### PASSAGE:
Tag Archives: Barclay

Laughing Out Loud

Yup this happens too and in this case it was an article that Bloomberg showed its paying customers. I am not one of them. As such I am attaching the image that made me laugh.

I saw it about 8-10 hours ago and it had me rolling with laughter. So what gives? First the setting of ‘Consider Re-entering’ as I see it Barclays and other banks are strapped for capital and bleeding a client dry (service fees and commissions) is a tell tale story towards any bank trying to make a living. There is no consideration, there is merely the trap they put themselves in 10 years ago. As for the “capitalise on the kingdom’s growing need to access capital markets” is even more hilarious. The Kingdom of Saudi Arabia has options to consider HSBC, JP Morgan, Bank of America and the 5 largest banks in China. All stronger and more able than Barclays. There is also Credit Agricole and the Citigroup. All in the top 12, Barclays stands at 18. So there is the first part. In addition I can hand you Rothschild & Co. The one bank no one mentions. It’s value was around €18.1 billion a year ago, as such I reckon it is pushing well over €20 billion at present. Barclays has nowhere near that capital or those connections. I reckon that Rothschild can access around 20% more clients than Barclays can (a casual speculation by little old me). 

So why this action?

### INFORMATION SUPPLIED:
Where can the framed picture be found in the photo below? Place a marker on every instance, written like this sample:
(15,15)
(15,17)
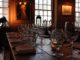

### SET PROBLEM:
From the Barclays post, extract the passage between "Tag Archives: Barclay" and "made me laugh.", inclusive, copying it word for word.

### ANSWER FOR THE TASK:
Tag Archives: Barclay

Laughing Out Loud

Yup this happens too and in this case it was an article that Bloomberg showed its paying customers. I am not one of them. As such I am attaching the image that made me laugh.